- YOUR OBJECTIVE -
All of the lines below should be output exactly as shown.

[Entries taken from a collection]
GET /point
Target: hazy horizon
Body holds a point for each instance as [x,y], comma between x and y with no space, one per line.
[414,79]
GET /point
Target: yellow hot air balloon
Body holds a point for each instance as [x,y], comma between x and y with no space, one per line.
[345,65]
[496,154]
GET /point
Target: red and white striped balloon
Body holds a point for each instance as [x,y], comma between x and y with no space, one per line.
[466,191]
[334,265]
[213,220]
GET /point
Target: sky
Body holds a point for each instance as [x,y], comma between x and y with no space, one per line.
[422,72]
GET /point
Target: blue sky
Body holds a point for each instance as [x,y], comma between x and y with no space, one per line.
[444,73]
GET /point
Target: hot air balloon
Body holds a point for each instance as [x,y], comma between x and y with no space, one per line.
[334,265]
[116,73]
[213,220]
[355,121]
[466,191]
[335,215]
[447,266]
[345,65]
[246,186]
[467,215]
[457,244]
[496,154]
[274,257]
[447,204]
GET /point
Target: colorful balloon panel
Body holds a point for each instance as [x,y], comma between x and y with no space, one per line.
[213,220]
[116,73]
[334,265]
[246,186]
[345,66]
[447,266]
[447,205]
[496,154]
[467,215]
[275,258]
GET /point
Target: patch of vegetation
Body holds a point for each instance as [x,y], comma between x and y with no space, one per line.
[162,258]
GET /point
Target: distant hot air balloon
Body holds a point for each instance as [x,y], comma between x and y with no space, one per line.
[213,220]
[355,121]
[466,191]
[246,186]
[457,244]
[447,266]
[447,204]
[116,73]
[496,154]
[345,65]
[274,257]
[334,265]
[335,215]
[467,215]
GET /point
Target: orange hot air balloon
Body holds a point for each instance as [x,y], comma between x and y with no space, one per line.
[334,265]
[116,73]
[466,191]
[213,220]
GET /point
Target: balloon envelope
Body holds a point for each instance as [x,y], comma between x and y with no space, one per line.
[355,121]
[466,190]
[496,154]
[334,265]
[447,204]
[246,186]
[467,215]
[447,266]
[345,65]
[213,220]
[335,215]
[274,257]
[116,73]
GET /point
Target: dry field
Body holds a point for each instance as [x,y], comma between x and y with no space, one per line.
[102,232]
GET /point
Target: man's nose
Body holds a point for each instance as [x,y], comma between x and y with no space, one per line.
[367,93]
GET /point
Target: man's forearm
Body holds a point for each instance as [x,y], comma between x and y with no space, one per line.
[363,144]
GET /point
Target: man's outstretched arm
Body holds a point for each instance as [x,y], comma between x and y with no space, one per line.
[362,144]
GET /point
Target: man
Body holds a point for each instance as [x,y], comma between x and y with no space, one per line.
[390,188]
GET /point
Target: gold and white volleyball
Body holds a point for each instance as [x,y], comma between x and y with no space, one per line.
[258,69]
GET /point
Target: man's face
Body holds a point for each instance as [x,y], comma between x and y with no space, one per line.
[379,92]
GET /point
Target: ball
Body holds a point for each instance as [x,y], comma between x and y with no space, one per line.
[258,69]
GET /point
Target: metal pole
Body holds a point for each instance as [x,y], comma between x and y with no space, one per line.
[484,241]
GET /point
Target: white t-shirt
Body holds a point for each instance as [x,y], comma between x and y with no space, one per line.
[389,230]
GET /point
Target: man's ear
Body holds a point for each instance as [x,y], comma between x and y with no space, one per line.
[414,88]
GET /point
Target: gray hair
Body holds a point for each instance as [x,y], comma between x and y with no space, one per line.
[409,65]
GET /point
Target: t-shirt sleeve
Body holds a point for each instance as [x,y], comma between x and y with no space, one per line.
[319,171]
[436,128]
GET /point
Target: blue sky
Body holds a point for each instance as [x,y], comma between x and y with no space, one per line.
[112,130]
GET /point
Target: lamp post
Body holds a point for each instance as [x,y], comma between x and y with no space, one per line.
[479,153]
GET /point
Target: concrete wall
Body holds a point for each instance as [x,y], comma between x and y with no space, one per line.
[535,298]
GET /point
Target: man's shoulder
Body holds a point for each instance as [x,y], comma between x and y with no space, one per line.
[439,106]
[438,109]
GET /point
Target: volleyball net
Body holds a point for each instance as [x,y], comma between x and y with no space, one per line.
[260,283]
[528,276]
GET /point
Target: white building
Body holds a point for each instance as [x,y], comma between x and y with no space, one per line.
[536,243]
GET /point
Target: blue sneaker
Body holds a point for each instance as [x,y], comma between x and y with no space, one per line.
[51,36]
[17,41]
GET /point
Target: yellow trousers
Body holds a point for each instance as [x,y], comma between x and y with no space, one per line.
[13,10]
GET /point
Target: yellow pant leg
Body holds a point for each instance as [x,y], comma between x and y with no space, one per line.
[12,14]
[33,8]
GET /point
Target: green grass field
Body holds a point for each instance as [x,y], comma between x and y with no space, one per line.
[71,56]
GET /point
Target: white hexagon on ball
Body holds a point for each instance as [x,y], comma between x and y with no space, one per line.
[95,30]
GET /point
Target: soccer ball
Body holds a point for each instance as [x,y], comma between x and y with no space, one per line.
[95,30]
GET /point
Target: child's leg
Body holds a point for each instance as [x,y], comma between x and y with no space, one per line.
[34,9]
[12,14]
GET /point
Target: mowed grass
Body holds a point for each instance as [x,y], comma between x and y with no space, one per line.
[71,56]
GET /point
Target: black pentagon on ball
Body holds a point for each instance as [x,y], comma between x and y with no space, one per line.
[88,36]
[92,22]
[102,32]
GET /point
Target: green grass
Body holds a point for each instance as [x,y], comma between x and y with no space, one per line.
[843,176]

- ANSWER SPACE -
GET /point
Target: hazy horizon
Body holds a point for each instance as [x,y], comma between x and y with no space, one per line.
[414,79]
GET /point
Target: yellow hot air balloon
Body holds a point for each instance as [x,y], comma between x and y with no space, one per line.
[345,65]
[496,154]
GET /point
Target: red and white striped balloon
Body holds a point for each instance as [x,y], comma between x and y with no space, one per line.
[466,191]
[334,265]
[213,220]
GET /point
Target: sky
Body holds a point for each instance as [x,y], comma between x and y with no space, one per line.
[422,72]
GET /point
Target: blue sky
Body holds a point for each instance as [x,y], comma between x and y with no space, one per line.
[444,73]
GET /point
Target: hot air balloon
Body holds a point for each instance as [x,y], comma between x and y with no space, one per line.
[334,265]
[116,73]
[213,220]
[355,121]
[466,191]
[335,215]
[447,266]
[345,65]
[246,186]
[467,215]
[457,244]
[496,154]
[274,257]
[447,204]
GET /point
Target: colorful balloon panel
Body holds a point for each instance as [x,y], comma between x and y with no space, one per line.
[213,220]
[116,73]
[334,265]
[246,186]
[345,66]
[447,266]
[447,205]
[496,154]
[467,215]
[275,258]
GET /point
Target: patch of vegetation
Body holds a point for each instance as [x,y], comma between x and y with no space, one per line.
[162,258]
GET /point
Target: distant hot air balloon
Body holds a point for each instance as [x,y], comma between x and y with no space, one per line.
[213,220]
[355,121]
[466,191]
[246,186]
[457,244]
[447,266]
[447,204]
[116,73]
[496,154]
[345,65]
[274,257]
[334,265]
[335,215]
[467,215]
GET /point
Target: orange hot air balloon
Body holds a point for each instance as [x,y], comma between x and y with no space, one per line.
[334,265]
[116,73]
[466,191]
[213,220]
GET /point
Target: balloon envelope
Body holds a point for each instance as [x,y], comma between x and y with no space, one per line.
[355,121]
[466,190]
[496,154]
[334,265]
[447,204]
[246,186]
[467,215]
[447,266]
[345,65]
[213,220]
[335,215]
[274,257]
[116,73]
GET /point
Target: dry field
Body holds a point for each instance as [x,y], comma between x and y with no space, one per line.
[102,232]
GET /point
Target: man's nose
Body holds a point for each instance as [x,y], comma between x and y with no space, one per line.
[367,93]
GET /point
Target: man's forearm
Body holds a point for each instance as [x,y], comma between x and y with no space, one per line.
[363,144]
GET /point
Target: man's outstretched arm
Body holds a point for each instance as [x,y], comma between x and y with no space, one per line.
[362,144]
GET /point
Target: man
Body holds a point for each instance as [x,y], comma between x and y with no space, one per line.
[390,188]
GET /point
Target: gold and white volleyball
Body holds a point for each instance as [x,y], comma between x and y with no space, one per line.
[258,69]
GET /point
Target: man's face
Body holds a point for each instance as [x,y], comma between x and y with no space, one per line.
[379,92]
GET /point
Target: ball
Body holds a point for each instance as [x,y], comma between x and y with no space, one per line.
[258,69]
GET /point
Target: metal pole
Body holds a point for each instance as [x,y], comma between x and y with no space, one per line.
[484,241]
GET /point
Target: white t-shirt
Body holds a point for each instance as [x,y], comma between x and y with no space, one per line.
[389,230]
GET /point
Target: man's ear
Body holds a point for each instance as [x,y], comma between x and y with no space, one per line.
[414,88]
GET /point
Target: gray hair
Body holds a point for each instance as [x,y], comma between x and y with no space, one per line.
[409,65]
GET /point
Target: t-shirt sleeve
Body holds a point for each instance as [x,y], comma between x and y with no space, one per line.
[319,171]
[436,128]
GET /point
Target: blue sky
Body holds a point for each instance as [x,y], comma between x and y with no space, one per line.
[112,130]
GET /point
Target: lamp post
Body holds a point for each instance as [x,y], comma between x and y with no space, one per line.
[479,153]
GET /point
Target: concrete wall
Body holds a point for each instance as [x,y], comma between x and y with no space, one per line.
[535,298]
GET /point
Target: man's shoulder
Body holds a point for each instance as [x,y], comma between x and y with no space, one per line.
[439,106]
[438,109]
GET /point
Target: volleyball net
Body holds a point for each instance as [x,y], comma between x and y with no space, one per line.
[260,283]
[528,276]
GET /point
Target: white building
Body holds a point for each instance as [x,y], comma between x and y with no space, one per line.
[536,243]
GET /point
Target: blue sneaker
Body holds a point for each instance as [x,y], comma between x and y with no space, one per line.
[51,36]
[17,41]
GET /point
Target: yellow trousers
Body holds a point for each instance as [x,y], comma between x and y with no space, one per line.
[13,10]
GET /point
Target: yellow pant leg
Body holds a point for each instance as [x,y], comma between x and y with no space, one per line.
[12,14]
[33,8]
GET /point
Target: green grass field
Body holds a point for each instance as [x,y], comma between x and y with no space, one per line.
[71,56]
GET /point
Target: white hexagon on ball
Body holds a point for each instance as [x,y], comma between x and y with no space, one per line.
[95,30]
GET /point
Target: soccer ball
Body holds a point for each instance as [x,y], comma between x and y with no space, one per line.
[95,30]
GET /point
Target: child's leg
Body holds a point for each instance as [x,y], comma between x and y with no space, one per line.
[34,9]
[12,14]
GET /point
Target: mowed grass
Body holds a point for each instance as [x,y], comma between x and y with no space, one per line.
[71,56]
GET /point
Target: black pentagon on ball
Body holds a point for each instance as [x,y], comma between x and y with no space, one per line.
[88,36]
[92,22]
[102,32]
GET /point
Target: green grass
Body holds a point for each instance as [x,y], comma between x and y with no space, one per line.
[843,176]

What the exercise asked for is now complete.